→ **Exercise description**
The data below holds the lines to copy: everything from the line containing "entrance with one point per instance" to the line containing "concrete base with one point per instance", both ends included, set down exactly.

= Beginning of Section =

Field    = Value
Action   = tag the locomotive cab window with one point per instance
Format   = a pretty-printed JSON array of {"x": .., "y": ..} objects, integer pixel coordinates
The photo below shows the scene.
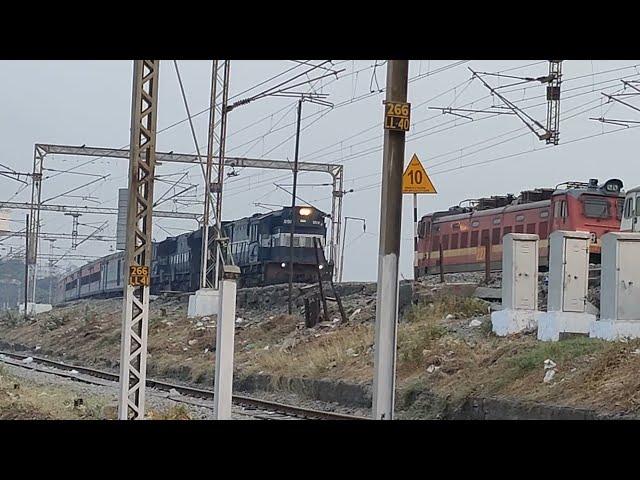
[
  {"x": 619, "y": 205},
  {"x": 628, "y": 207},
  {"x": 474, "y": 238},
  {"x": 596, "y": 207},
  {"x": 464, "y": 239},
  {"x": 454, "y": 241},
  {"x": 495, "y": 236}
]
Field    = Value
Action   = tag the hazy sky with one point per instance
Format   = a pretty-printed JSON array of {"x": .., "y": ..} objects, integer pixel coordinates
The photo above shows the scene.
[{"x": 89, "y": 102}]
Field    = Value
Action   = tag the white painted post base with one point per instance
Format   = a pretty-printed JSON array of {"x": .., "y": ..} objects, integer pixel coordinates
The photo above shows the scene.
[
  {"x": 552, "y": 324},
  {"x": 507, "y": 322},
  {"x": 204, "y": 302},
  {"x": 225, "y": 331},
  {"x": 615, "y": 329}
]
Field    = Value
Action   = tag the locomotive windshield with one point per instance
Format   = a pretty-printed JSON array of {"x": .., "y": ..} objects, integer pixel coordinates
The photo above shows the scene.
[{"x": 596, "y": 207}]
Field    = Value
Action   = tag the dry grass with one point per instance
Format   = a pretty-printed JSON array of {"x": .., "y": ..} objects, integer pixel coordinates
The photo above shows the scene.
[
  {"x": 590, "y": 373},
  {"x": 342, "y": 353},
  {"x": 27, "y": 400}
]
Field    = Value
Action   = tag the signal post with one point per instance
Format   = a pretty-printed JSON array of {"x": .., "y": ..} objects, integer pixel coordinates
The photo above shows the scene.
[{"x": 396, "y": 123}]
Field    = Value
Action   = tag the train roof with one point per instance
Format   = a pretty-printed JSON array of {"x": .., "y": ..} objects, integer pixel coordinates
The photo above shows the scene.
[
  {"x": 260, "y": 216},
  {"x": 535, "y": 198},
  {"x": 449, "y": 216}
]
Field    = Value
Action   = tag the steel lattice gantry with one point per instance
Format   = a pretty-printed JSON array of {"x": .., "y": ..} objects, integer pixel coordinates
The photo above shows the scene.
[
  {"x": 133, "y": 357},
  {"x": 553, "y": 101}
]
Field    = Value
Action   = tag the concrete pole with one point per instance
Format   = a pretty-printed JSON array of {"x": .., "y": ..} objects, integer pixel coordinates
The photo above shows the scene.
[
  {"x": 415, "y": 237},
  {"x": 389, "y": 251},
  {"x": 293, "y": 207},
  {"x": 225, "y": 332}
]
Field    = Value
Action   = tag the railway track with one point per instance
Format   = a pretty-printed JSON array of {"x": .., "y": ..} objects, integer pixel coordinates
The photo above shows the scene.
[{"x": 263, "y": 409}]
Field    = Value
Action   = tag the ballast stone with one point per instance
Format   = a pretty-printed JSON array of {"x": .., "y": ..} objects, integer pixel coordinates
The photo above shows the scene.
[
  {"x": 615, "y": 329},
  {"x": 508, "y": 322},
  {"x": 552, "y": 324}
]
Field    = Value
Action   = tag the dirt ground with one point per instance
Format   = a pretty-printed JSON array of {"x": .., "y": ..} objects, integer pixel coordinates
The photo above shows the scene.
[{"x": 445, "y": 345}]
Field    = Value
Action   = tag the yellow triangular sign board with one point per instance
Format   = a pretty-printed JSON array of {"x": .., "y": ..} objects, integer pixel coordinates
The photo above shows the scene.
[{"x": 415, "y": 178}]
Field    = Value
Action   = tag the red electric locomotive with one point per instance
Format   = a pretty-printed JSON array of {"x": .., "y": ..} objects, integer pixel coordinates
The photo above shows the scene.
[{"x": 460, "y": 235}]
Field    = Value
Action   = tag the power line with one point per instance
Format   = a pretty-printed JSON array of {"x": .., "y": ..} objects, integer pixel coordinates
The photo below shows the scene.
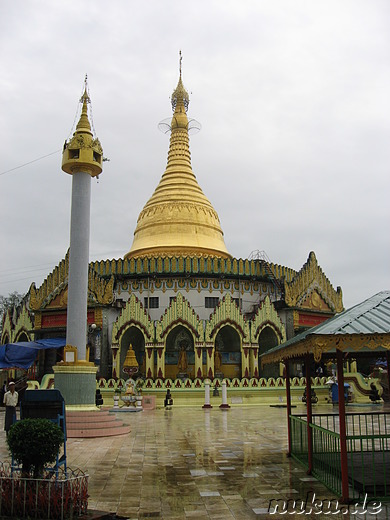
[{"x": 30, "y": 162}]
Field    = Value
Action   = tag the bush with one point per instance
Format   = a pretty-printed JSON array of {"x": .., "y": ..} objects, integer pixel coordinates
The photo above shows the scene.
[{"x": 34, "y": 443}]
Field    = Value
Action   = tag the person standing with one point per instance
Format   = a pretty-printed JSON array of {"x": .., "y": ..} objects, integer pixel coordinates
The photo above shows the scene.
[{"x": 10, "y": 401}]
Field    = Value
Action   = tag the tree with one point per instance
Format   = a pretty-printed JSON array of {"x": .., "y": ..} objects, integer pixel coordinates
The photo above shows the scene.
[
  {"x": 7, "y": 302},
  {"x": 34, "y": 443}
]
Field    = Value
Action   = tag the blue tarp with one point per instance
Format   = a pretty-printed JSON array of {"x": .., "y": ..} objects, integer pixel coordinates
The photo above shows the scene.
[{"x": 23, "y": 354}]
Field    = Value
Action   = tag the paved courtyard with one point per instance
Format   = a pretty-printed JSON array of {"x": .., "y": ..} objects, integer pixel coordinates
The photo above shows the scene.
[{"x": 194, "y": 463}]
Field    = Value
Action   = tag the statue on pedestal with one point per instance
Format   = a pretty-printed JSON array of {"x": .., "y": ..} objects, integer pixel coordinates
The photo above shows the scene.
[
  {"x": 182, "y": 363},
  {"x": 217, "y": 364}
]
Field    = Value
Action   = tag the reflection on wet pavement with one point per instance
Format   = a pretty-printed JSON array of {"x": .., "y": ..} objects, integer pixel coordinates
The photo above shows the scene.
[{"x": 194, "y": 463}]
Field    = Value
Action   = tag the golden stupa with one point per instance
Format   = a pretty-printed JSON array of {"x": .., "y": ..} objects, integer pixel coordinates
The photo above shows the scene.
[{"x": 178, "y": 219}]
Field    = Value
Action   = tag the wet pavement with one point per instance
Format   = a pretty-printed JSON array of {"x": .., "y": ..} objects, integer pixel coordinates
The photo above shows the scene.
[{"x": 195, "y": 463}]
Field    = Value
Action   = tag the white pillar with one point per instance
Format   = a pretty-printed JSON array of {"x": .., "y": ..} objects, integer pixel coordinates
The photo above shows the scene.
[
  {"x": 207, "y": 395},
  {"x": 224, "y": 404},
  {"x": 76, "y": 325}
]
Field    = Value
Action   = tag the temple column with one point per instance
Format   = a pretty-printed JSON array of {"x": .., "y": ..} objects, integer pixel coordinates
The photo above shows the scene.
[
  {"x": 149, "y": 360},
  {"x": 160, "y": 361},
  {"x": 245, "y": 360},
  {"x": 254, "y": 362},
  {"x": 210, "y": 361},
  {"x": 198, "y": 369},
  {"x": 115, "y": 361}
]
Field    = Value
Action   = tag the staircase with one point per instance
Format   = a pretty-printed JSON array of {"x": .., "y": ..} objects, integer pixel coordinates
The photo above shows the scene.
[{"x": 93, "y": 424}]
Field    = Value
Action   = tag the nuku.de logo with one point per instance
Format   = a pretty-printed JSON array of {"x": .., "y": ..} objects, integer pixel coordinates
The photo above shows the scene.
[{"x": 313, "y": 505}]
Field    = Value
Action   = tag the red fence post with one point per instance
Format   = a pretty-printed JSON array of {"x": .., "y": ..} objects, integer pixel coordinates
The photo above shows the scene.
[{"x": 343, "y": 431}]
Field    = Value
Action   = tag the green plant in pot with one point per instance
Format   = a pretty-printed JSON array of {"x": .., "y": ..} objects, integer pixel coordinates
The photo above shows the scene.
[{"x": 34, "y": 443}]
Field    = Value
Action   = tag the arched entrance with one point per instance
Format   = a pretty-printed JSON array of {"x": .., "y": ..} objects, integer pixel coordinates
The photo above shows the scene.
[
  {"x": 267, "y": 340},
  {"x": 134, "y": 337},
  {"x": 227, "y": 353},
  {"x": 179, "y": 354}
]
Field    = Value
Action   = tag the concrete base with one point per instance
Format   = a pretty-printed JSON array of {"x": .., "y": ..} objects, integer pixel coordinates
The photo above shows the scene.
[{"x": 77, "y": 384}]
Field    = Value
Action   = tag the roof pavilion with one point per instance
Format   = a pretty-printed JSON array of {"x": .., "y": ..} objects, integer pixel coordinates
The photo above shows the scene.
[{"x": 350, "y": 453}]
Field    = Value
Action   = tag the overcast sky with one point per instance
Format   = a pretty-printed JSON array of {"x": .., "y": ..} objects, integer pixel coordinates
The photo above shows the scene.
[{"x": 294, "y": 152}]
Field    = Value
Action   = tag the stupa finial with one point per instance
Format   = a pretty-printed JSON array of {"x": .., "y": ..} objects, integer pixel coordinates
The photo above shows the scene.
[
  {"x": 180, "y": 98},
  {"x": 85, "y": 97}
]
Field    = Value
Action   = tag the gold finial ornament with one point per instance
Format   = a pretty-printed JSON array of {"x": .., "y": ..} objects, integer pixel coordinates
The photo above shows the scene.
[
  {"x": 83, "y": 152},
  {"x": 178, "y": 219}
]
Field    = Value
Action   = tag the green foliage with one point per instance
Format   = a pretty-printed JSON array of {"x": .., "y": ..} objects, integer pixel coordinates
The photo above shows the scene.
[{"x": 34, "y": 443}]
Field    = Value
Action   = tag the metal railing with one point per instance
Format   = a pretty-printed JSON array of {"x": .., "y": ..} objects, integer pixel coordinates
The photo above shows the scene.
[
  {"x": 61, "y": 498},
  {"x": 368, "y": 451}
]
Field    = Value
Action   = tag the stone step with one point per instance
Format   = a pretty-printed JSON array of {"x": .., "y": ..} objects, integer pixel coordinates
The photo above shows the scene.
[
  {"x": 93, "y": 424},
  {"x": 94, "y": 432},
  {"x": 93, "y": 418}
]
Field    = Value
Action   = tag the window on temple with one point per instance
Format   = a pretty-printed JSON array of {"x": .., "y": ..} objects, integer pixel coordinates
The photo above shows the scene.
[
  {"x": 152, "y": 302},
  {"x": 210, "y": 302}
]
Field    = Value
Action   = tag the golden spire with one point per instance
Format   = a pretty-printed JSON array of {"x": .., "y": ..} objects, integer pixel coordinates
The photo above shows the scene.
[
  {"x": 83, "y": 125},
  {"x": 178, "y": 219},
  {"x": 82, "y": 152}
]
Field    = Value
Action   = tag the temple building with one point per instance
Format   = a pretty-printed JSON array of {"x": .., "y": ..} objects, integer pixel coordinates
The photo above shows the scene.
[{"x": 187, "y": 308}]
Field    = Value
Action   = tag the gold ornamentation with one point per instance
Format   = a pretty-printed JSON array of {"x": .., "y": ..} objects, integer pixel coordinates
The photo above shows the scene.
[
  {"x": 178, "y": 212},
  {"x": 227, "y": 311},
  {"x": 310, "y": 278},
  {"x": 266, "y": 315}
]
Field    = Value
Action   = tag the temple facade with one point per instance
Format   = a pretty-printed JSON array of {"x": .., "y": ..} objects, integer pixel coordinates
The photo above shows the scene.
[{"x": 187, "y": 308}]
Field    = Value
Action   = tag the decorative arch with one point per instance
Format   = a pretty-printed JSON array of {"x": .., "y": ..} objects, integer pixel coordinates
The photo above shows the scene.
[
  {"x": 266, "y": 316},
  {"x": 134, "y": 315},
  {"x": 6, "y": 336},
  {"x": 180, "y": 312},
  {"x": 227, "y": 313},
  {"x": 23, "y": 325}
]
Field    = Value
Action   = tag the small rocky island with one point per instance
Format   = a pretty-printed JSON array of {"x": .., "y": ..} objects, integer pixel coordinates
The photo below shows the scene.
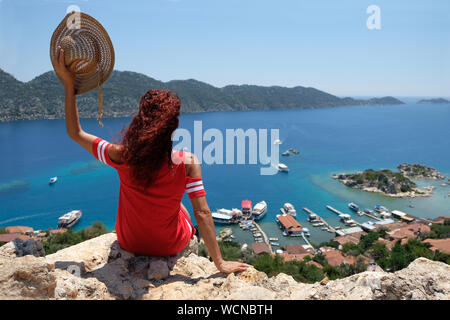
[
  {"x": 390, "y": 183},
  {"x": 433, "y": 101}
]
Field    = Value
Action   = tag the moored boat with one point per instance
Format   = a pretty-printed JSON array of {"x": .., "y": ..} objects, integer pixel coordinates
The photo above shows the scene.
[
  {"x": 289, "y": 209},
  {"x": 69, "y": 219},
  {"x": 246, "y": 208},
  {"x": 353, "y": 206},
  {"x": 259, "y": 210}
]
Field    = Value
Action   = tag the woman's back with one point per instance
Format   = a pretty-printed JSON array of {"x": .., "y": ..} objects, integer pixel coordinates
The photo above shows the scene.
[{"x": 150, "y": 220}]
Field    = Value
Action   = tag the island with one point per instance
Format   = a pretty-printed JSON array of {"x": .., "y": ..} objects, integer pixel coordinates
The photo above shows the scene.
[
  {"x": 419, "y": 171},
  {"x": 391, "y": 183},
  {"x": 43, "y": 97},
  {"x": 433, "y": 101}
]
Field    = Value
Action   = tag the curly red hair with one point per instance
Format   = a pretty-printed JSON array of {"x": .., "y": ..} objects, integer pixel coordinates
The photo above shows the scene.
[{"x": 148, "y": 140}]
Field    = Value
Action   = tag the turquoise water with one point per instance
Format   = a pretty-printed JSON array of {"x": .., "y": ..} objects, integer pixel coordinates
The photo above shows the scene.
[{"x": 330, "y": 140}]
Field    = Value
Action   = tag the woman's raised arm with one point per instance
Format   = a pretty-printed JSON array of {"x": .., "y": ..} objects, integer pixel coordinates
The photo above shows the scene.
[{"x": 73, "y": 126}]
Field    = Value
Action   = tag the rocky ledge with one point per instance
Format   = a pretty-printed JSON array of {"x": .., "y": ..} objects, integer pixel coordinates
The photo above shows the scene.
[{"x": 100, "y": 269}]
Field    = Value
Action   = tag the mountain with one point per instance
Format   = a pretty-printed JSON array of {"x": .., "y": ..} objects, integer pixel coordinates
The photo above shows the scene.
[
  {"x": 43, "y": 97},
  {"x": 436, "y": 100}
]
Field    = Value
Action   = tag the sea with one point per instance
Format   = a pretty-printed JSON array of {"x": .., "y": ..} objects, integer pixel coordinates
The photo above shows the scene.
[{"x": 330, "y": 140}]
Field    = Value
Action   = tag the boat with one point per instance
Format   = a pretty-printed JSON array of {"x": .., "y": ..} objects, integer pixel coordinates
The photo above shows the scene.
[
  {"x": 246, "y": 208},
  {"x": 221, "y": 218},
  {"x": 69, "y": 219},
  {"x": 259, "y": 210},
  {"x": 289, "y": 209},
  {"x": 370, "y": 212},
  {"x": 353, "y": 206}
]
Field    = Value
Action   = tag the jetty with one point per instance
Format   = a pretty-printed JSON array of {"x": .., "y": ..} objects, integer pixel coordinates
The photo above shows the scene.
[
  {"x": 321, "y": 219},
  {"x": 266, "y": 240},
  {"x": 339, "y": 213},
  {"x": 362, "y": 213}
]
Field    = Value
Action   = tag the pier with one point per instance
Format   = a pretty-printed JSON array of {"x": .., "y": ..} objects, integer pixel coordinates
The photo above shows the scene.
[
  {"x": 321, "y": 219},
  {"x": 339, "y": 213},
  {"x": 266, "y": 240},
  {"x": 369, "y": 215}
]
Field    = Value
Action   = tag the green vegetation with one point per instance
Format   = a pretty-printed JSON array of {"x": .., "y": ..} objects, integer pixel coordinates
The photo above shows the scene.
[
  {"x": 440, "y": 231},
  {"x": 43, "y": 97},
  {"x": 384, "y": 180},
  {"x": 60, "y": 241}
]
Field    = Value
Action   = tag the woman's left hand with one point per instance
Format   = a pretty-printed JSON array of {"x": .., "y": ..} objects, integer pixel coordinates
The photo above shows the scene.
[{"x": 67, "y": 77}]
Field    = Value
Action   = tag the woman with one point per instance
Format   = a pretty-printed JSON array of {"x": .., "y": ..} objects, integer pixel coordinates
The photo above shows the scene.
[{"x": 151, "y": 219}]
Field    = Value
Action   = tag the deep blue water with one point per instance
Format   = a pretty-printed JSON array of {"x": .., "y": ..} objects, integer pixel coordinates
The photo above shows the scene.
[{"x": 330, "y": 140}]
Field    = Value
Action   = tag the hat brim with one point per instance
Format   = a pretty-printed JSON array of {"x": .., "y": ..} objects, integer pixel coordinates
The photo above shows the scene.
[{"x": 101, "y": 50}]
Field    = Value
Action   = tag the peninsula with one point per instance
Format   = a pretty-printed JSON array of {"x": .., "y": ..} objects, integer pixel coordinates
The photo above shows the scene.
[
  {"x": 390, "y": 183},
  {"x": 433, "y": 101}
]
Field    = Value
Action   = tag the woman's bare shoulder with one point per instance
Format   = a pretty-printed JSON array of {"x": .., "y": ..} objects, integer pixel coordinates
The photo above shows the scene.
[
  {"x": 115, "y": 152},
  {"x": 193, "y": 168}
]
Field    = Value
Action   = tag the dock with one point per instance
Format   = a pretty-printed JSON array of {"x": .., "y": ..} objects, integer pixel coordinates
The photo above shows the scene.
[
  {"x": 321, "y": 219},
  {"x": 339, "y": 213},
  {"x": 369, "y": 215},
  {"x": 266, "y": 240}
]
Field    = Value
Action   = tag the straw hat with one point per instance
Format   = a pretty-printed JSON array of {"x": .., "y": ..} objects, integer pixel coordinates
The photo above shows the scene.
[{"x": 88, "y": 52}]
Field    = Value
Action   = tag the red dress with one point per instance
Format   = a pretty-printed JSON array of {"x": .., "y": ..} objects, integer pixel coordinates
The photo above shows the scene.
[{"x": 152, "y": 222}]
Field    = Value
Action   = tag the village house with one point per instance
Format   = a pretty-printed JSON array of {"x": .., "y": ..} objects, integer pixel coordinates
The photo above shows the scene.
[
  {"x": 409, "y": 231},
  {"x": 441, "y": 245}
]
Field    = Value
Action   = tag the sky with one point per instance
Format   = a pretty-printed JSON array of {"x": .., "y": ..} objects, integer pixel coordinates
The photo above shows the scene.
[{"x": 324, "y": 44}]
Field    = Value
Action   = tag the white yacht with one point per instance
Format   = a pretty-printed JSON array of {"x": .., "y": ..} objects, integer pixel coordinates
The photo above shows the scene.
[
  {"x": 259, "y": 210},
  {"x": 69, "y": 219},
  {"x": 289, "y": 209}
]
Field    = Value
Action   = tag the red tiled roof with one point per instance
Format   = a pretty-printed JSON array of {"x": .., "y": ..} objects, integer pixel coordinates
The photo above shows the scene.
[
  {"x": 18, "y": 229},
  {"x": 62, "y": 230},
  {"x": 410, "y": 231},
  {"x": 294, "y": 257},
  {"x": 336, "y": 258},
  {"x": 260, "y": 247},
  {"x": 349, "y": 238},
  {"x": 295, "y": 248},
  {"x": 443, "y": 245},
  {"x": 289, "y": 222}
]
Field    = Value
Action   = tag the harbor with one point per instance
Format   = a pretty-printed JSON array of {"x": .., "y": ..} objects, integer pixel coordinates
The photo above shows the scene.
[{"x": 289, "y": 226}]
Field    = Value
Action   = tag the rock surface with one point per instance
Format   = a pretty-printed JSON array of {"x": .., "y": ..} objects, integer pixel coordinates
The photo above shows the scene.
[{"x": 100, "y": 269}]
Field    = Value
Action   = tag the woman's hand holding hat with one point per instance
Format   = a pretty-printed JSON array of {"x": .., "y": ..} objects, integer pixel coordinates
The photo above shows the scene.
[{"x": 67, "y": 77}]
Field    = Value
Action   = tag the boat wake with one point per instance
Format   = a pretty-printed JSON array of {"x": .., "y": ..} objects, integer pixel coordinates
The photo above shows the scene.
[{"x": 25, "y": 217}]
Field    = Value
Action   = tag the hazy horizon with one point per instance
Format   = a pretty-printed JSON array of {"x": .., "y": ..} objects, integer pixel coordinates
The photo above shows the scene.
[{"x": 326, "y": 44}]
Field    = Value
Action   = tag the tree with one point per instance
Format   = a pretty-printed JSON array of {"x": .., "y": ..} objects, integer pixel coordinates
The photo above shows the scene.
[{"x": 379, "y": 251}]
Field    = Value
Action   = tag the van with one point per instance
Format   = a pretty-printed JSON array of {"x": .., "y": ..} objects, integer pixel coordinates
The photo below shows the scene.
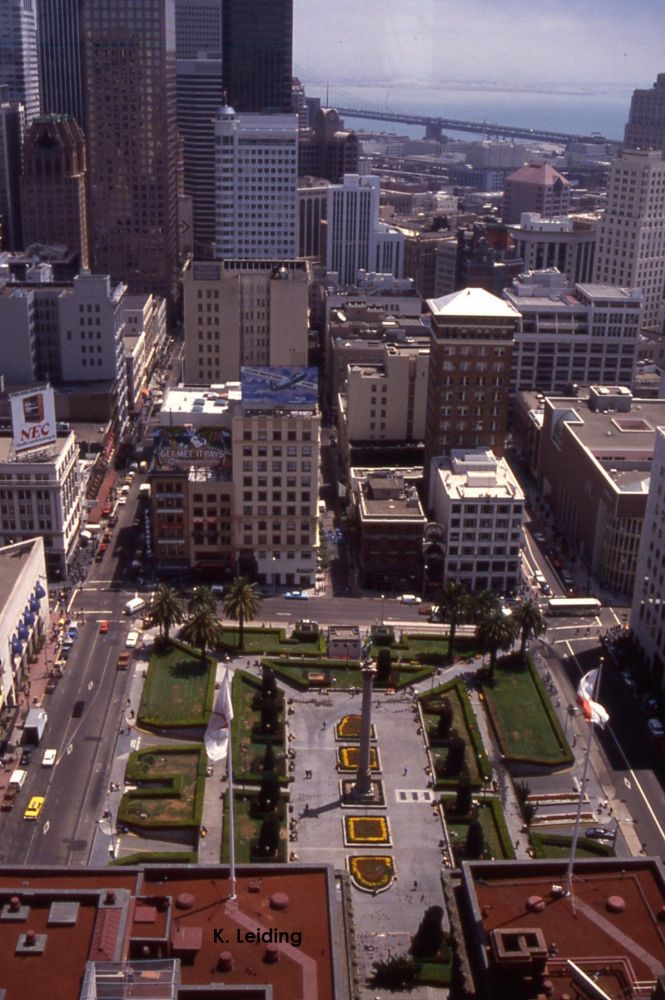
[
  {"x": 18, "y": 779},
  {"x": 136, "y": 604}
]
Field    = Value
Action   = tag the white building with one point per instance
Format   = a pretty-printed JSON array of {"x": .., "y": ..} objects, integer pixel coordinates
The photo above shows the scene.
[
  {"x": 244, "y": 313},
  {"x": 631, "y": 234},
  {"x": 480, "y": 506},
  {"x": 572, "y": 334},
  {"x": 256, "y": 185},
  {"x": 40, "y": 494},
  {"x": 356, "y": 240},
  {"x": 647, "y": 618}
]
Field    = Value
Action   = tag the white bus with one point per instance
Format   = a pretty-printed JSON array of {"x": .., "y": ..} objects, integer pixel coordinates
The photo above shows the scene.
[{"x": 573, "y": 606}]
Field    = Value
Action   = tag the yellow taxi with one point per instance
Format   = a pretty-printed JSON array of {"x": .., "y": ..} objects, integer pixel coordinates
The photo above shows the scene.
[{"x": 34, "y": 807}]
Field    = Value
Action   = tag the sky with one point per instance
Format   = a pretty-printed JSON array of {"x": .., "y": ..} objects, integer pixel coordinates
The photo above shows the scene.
[{"x": 436, "y": 41}]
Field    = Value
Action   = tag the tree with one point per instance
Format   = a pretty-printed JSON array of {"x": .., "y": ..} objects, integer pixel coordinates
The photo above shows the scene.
[
  {"x": 529, "y": 622},
  {"x": 427, "y": 939},
  {"x": 202, "y": 597},
  {"x": 204, "y": 630},
  {"x": 454, "y": 603},
  {"x": 384, "y": 662},
  {"x": 475, "y": 840},
  {"x": 166, "y": 610},
  {"x": 494, "y": 632},
  {"x": 241, "y": 604}
]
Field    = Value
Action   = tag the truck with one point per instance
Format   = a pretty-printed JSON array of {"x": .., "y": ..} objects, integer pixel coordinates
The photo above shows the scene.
[{"x": 35, "y": 724}]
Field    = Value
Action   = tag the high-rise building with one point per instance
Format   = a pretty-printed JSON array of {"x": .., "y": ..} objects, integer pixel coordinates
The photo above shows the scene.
[
  {"x": 256, "y": 180},
  {"x": 199, "y": 96},
  {"x": 645, "y": 128},
  {"x": 19, "y": 63},
  {"x": 59, "y": 38},
  {"x": 471, "y": 342},
  {"x": 257, "y": 43},
  {"x": 130, "y": 127},
  {"x": 12, "y": 125},
  {"x": 198, "y": 29},
  {"x": 244, "y": 313},
  {"x": 53, "y": 193},
  {"x": 535, "y": 187},
  {"x": 631, "y": 234},
  {"x": 356, "y": 240}
]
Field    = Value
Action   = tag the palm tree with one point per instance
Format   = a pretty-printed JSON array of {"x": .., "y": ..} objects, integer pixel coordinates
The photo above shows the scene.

= End of Section =

→ **Final answer**
Action   = tag the arched entrance with one point per instance
Format   = a pretty-printed JSON array of {"x": .., "y": ..} objects, integer pixel coordinates
The photo above shows the scene.
[
  {"x": 267, "y": 340},
  {"x": 134, "y": 337},
  {"x": 227, "y": 353},
  {"x": 179, "y": 354}
]
Field    = Value
Action   = tag the concrete base with one point per instance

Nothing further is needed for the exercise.